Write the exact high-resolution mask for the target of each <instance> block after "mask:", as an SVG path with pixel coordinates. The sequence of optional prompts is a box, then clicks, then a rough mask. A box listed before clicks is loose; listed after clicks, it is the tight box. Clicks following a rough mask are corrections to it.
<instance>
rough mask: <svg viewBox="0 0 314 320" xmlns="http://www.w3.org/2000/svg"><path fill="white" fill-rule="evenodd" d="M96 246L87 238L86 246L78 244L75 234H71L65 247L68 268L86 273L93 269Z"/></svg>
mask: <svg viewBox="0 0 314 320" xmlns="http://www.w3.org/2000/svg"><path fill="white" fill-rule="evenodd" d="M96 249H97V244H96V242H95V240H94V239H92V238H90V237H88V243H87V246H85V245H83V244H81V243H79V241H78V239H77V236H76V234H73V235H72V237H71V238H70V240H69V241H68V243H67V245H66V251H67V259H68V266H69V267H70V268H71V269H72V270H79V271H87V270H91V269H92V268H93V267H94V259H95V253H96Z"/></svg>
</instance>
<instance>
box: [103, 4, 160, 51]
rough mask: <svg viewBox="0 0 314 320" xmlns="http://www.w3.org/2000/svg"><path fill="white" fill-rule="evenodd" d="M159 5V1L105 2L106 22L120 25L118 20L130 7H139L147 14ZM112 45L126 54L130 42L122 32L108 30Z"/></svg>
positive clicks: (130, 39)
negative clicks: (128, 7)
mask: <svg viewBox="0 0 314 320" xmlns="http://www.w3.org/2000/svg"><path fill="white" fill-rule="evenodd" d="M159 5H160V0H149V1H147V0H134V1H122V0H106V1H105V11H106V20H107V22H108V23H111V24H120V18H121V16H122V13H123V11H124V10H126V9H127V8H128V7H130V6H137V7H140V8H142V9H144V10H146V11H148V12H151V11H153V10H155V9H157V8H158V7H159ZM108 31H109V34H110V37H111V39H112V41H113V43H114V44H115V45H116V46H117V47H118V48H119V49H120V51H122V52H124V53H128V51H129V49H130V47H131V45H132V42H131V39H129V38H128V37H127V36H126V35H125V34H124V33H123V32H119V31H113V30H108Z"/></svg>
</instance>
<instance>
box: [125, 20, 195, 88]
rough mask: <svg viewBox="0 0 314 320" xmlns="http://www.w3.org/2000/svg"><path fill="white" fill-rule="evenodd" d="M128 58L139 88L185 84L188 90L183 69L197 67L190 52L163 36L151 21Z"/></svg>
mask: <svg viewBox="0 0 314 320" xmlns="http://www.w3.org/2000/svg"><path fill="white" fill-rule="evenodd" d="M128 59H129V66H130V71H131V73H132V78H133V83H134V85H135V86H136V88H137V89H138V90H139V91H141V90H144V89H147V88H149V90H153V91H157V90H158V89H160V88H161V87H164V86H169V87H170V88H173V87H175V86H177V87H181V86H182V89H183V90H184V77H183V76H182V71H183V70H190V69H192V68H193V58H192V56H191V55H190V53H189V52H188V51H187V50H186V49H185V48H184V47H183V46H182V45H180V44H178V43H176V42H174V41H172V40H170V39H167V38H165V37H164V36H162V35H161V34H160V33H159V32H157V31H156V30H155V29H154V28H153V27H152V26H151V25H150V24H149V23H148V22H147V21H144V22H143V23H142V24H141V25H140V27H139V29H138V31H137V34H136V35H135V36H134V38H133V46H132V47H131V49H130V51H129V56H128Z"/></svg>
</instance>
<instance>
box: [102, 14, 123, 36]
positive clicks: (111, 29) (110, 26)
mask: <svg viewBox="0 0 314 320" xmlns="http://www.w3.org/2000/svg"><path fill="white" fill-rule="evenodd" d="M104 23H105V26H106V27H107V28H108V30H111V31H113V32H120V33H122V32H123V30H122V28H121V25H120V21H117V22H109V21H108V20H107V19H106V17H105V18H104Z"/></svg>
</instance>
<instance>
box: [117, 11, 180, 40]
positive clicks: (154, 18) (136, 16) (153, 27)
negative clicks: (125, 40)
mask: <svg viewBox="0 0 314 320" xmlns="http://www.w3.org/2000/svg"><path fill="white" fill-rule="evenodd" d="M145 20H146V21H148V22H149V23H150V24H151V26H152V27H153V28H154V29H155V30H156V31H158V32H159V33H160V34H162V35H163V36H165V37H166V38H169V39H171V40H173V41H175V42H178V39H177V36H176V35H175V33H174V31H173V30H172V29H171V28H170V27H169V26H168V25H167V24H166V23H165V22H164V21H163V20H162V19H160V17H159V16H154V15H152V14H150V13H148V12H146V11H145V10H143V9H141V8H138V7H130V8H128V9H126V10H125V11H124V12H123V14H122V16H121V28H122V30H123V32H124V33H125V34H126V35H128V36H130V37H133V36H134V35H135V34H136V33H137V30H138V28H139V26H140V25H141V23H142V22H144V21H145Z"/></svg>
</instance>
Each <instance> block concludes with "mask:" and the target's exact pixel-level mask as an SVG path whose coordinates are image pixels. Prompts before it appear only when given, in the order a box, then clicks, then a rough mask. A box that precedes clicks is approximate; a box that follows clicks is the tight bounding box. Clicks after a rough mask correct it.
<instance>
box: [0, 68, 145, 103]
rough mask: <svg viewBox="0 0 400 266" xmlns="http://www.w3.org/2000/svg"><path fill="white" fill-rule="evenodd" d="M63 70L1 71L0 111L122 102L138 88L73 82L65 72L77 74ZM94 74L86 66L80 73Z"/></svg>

━━━━━━━━━━━━━━━━━━━━

Exercise goal
Please present the lines from the beginning of the records through the one containing "246L87 238L86 246L78" as a numbered list, leaving out any blank lines.

Result of this exercise
1. Write the exact high-resolution mask for the target of each <instance> block after "mask:", as an SVG path with pixel coordinates. The sequence of optional prompts is a box, then clicks, then a rough mask. A box listed before clicks is loose; listed after clicks, it is the tight box. Clicks following a rough mask are corrections to it.
2. <instance>
3. rough mask: <svg viewBox="0 0 314 320" xmlns="http://www.w3.org/2000/svg"><path fill="white" fill-rule="evenodd" d="M96 246L87 238L86 246L78 244L75 234H71L65 247L68 268L86 273L93 269Z"/></svg>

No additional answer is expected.